Copy each line of the following data that contains "below".
(EXERCISE DATA Opens)
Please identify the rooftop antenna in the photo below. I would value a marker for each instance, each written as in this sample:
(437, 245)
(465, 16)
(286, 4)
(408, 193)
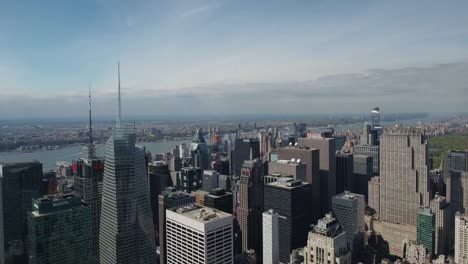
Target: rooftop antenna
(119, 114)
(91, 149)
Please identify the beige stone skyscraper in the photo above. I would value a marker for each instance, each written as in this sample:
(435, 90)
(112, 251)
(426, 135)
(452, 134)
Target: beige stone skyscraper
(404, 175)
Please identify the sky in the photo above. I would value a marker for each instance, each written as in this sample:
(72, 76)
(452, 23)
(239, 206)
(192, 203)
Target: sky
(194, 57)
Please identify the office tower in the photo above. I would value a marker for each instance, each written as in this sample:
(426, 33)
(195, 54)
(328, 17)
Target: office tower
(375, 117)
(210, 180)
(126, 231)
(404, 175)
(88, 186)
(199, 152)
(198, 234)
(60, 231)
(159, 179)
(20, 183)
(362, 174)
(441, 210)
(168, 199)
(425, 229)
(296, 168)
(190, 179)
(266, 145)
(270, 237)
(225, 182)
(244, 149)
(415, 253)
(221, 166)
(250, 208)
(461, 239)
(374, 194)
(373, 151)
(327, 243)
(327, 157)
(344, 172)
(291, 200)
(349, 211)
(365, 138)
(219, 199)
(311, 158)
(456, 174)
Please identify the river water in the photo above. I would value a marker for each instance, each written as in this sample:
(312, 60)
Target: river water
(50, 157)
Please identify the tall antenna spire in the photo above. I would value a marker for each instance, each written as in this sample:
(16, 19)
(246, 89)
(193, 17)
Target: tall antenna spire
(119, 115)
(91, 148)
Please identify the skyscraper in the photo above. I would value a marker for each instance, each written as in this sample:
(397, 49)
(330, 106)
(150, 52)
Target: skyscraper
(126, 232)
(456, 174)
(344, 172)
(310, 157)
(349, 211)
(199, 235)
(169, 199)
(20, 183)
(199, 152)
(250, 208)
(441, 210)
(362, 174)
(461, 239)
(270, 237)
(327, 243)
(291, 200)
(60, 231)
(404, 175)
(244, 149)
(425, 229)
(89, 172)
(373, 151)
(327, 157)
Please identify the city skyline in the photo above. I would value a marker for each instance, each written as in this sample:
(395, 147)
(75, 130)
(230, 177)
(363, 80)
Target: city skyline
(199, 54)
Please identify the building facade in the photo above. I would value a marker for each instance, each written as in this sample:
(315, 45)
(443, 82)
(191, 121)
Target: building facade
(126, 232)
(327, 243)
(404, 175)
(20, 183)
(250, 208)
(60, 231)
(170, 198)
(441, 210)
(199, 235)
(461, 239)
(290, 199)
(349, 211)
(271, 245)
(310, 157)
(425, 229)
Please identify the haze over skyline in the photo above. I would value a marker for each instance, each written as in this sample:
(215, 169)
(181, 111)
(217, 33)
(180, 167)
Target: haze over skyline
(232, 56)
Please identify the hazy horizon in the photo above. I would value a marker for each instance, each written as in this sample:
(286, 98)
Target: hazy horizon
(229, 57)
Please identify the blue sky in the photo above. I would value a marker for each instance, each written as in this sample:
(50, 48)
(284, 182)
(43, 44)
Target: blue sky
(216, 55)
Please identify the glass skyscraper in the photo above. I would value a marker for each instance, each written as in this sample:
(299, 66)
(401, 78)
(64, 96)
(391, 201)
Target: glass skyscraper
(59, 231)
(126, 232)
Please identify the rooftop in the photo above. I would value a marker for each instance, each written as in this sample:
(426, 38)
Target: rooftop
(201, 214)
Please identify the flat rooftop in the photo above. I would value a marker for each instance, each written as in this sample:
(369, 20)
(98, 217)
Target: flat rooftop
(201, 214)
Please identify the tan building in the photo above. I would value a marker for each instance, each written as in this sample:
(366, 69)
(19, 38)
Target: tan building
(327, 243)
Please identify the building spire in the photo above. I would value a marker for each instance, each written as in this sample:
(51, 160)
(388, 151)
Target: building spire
(EXERCISE DATA Closes)
(EXERCISE DATA Opens)
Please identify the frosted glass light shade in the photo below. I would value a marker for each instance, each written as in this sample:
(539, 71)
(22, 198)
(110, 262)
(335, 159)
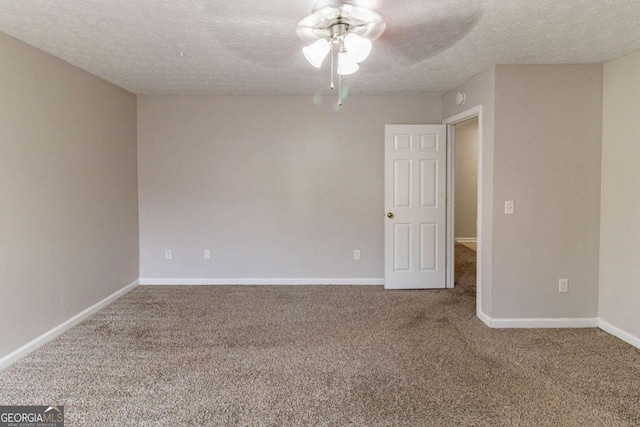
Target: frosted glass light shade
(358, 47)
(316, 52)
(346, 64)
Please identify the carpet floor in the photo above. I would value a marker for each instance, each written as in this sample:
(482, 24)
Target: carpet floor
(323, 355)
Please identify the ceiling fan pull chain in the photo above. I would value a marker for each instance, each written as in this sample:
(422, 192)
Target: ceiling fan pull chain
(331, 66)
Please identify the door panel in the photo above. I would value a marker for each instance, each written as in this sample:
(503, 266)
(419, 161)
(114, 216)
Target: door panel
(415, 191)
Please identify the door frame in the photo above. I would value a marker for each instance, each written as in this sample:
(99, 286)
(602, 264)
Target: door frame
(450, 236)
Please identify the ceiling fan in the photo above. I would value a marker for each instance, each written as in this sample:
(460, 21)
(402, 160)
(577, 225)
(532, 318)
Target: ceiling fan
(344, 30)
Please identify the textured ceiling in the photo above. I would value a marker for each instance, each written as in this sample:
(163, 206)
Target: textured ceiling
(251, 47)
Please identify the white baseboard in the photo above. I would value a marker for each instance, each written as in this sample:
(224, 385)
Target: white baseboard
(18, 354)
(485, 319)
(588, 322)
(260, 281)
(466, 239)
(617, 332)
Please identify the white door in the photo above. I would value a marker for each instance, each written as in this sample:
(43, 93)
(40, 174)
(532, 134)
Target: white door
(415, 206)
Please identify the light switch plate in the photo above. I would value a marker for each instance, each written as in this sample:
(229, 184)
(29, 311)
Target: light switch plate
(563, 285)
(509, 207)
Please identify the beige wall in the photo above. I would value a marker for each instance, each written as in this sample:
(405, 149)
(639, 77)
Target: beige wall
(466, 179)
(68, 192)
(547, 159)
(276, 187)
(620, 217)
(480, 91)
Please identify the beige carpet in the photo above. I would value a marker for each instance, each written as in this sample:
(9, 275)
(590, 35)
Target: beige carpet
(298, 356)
(EXERCISE DATA Closes)
**RESULT OF THIS EXERCISE**
Please identify the rooftop antenna in the photo below. I would value a marker for each instance, each written as in this sample:
Please identify the frosted glass light shade in the photo below. I would value a marker for each instance, each written as in this sample:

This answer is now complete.